= SOURCE =
▬▬▬▬▬▬

1. A method to optimize the operations of a drilling rig, the drilling rig having an automated control system, the method comprising:
associating at least one sensor with the drilling rig;
receiving measurements describing the real-time operation of the drilling rig from the at least one sensor, the measurements associated with at least one of a surface torque, a rotary speed, a weight on bit, a rate of penetration, differential pressure, toolface angle, and control set points;
computing, using a processor, location and movement features for the drilling rig based upon the received measurements;
aggregating the location and movement features into a bayesian network and performing a bayesian inference, the bayesian network having a node representative of drilling dysfunction;
updating drilling dysfunction beliefs using the probabilistic outcomes of the node of the bayesian network representative of drilling dysfunction;
updating a drilling optimization index using the probabilistic outcomes of the node of the bayesian network representative of drilling dysfunction; and
if the drilling optimization index value is below a predefined threshold, providing a recommendation for improving drilling performance;
wherein the automated control system alters operation of a drilling rig device based on the drilling optimization index.
2. The method to optimize the operations of a drilling rig of claim 1, further comprising, after receiving measurements describing the real-time operation of the drilling rig and before computing location and movement features for the drilling rig based upon the received measurements, synchronizing the measurements arriving at different sampling frequencies, removing outliers from the measurements, removing missing and null values from the measurements, and summarizing high frequency measurements.
3. The method to optimize the operations of a drilling rig of claim 2, further comprising, after synchronizing the measurements arriving at different sampling frequencies, removing outliers from the measurements, removing missing and null values from the measurements, and summarizing high frequency measurements and before computing location and movement features for the drilling rig based upon the received measurements, calculating mechanical specific energy, calculating bit aggressiveness, and calculating a stick-slip alarm magnitude.
4. The method to optimize the operations of a drilling rig of claim 1, wherein location features comprise the probability of an attribute being located in relation to a low, normal or high threshold.
5. The method to optimize the operations of a drilling rig of claim 1, wherein movement features comprise the probability of an attribute exhibiting a constant, increasing, decreasing, or erratic trend.
6. The method to optimize the operations of a drilling rig of claim 1, wherein the drilling dysfunctions modeled in the bayesian network comprise bit balling, bit bounce, stick-slip, whirl, mud motor failure, auto-driller dysfunction, stick-slip controller dysfunction, geo-steering dysfunction, and low rate of penetration.

▬▬▬▬▬▬

[Annotation data]
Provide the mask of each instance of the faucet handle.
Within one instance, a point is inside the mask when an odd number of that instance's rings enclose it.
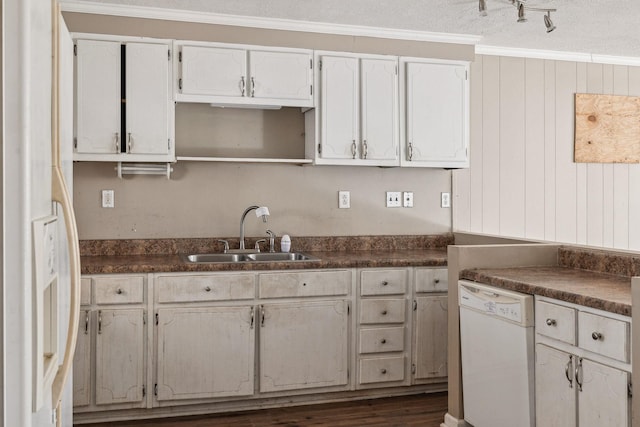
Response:
[[[256,252],[260,252],[260,243],[267,243],[267,239],[256,240],[255,250]]]
[[[224,253],[229,252],[229,242],[226,240],[218,239],[218,242],[224,243]]]

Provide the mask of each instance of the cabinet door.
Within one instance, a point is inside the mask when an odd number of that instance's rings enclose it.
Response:
[[[247,95],[312,106],[311,54],[277,51],[249,52]],[[302,101],[302,102],[296,102]]]
[[[247,52],[226,47],[183,46],[180,92],[242,97],[247,91]]]
[[[580,359],[578,393],[580,427],[630,426],[629,373]]]
[[[358,59],[326,55],[321,61],[320,157],[355,159],[359,156]]]
[[[348,301],[261,306],[260,391],[348,384]]]
[[[466,67],[406,64],[406,166],[467,163]],[[413,164],[412,164],[413,163]]]
[[[414,380],[447,376],[447,296],[416,297]]]
[[[361,61],[361,158],[398,159],[397,61]]]
[[[574,358],[564,351],[536,344],[536,425],[576,426]]]
[[[126,151],[169,153],[168,46],[126,45]]]
[[[83,279],[84,280],[84,279]],[[91,311],[80,310],[76,351],[73,354],[73,406],[91,403]]]
[[[251,306],[158,310],[158,400],[253,394]]]
[[[120,152],[119,42],[78,40],[76,152]]]
[[[144,310],[98,310],[96,404],[143,401],[145,363]]]

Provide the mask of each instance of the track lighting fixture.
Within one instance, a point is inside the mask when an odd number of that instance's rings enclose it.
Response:
[[[556,29],[556,26],[551,20],[551,12],[555,12],[557,9],[527,6],[524,0],[509,0],[509,2],[514,5],[518,11],[518,22],[527,22],[527,17],[525,15],[526,10],[544,12],[545,15],[543,16],[543,19],[544,26],[547,28],[547,33]],[[478,10],[480,11],[480,16],[487,16],[486,0],[478,0]]]

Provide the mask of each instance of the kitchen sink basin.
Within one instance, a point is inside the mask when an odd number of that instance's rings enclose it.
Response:
[[[318,258],[301,252],[255,252],[246,254],[192,254],[185,260],[193,263],[208,262],[275,262],[275,261],[316,261]]]

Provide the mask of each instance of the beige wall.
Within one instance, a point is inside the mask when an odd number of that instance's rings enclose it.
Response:
[[[370,37],[256,30],[219,25],[65,14],[72,32],[213,40],[365,53],[469,59],[473,47]],[[178,104],[178,155],[304,157],[300,109],[219,109]],[[100,191],[115,190],[115,208],[100,207]],[[338,209],[338,191],[351,191],[351,209]],[[271,210],[268,224],[250,216],[247,236],[267,228],[278,235],[432,234],[451,231],[451,209],[439,206],[451,190],[451,172],[288,164],[180,161],[171,180],[118,179],[114,164],[77,162],[74,203],[81,239],[211,237],[238,235],[243,210]],[[414,205],[386,208],[386,191],[413,191]]]
[[[640,250],[640,165],[574,163],[575,93],[640,95],[640,67],[478,56],[454,230]]]

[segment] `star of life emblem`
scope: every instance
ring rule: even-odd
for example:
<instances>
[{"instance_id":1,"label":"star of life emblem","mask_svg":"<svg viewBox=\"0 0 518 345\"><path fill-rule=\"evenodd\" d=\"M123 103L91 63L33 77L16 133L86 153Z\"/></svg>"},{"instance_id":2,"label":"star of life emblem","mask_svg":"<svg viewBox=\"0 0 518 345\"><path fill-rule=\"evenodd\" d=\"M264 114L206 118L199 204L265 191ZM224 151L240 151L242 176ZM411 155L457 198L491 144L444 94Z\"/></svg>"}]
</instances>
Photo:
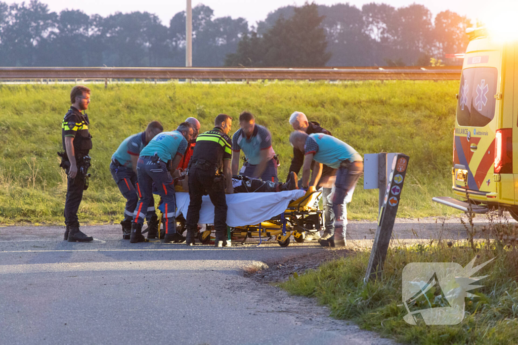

▬▬▬▬▬▬

= TASK GOAL =
Answer these questions about the drilling rig claims:
1. What is provided if the drilling optimization index value falls below a predefined threshold?
2. What trends can movement features show, according to claim 5?
3. Which three values does claim 3 calculate before location and movement features are computed?
You won't need the data for this.

= TASK OUTPUT =
1. A recommendation for improving drilling performance.
2. A constant, increasing, decreasing, or erratic trend.
3. Mechanical specific energy, bit aggressiveness, and a stick-slip alarm magnitude.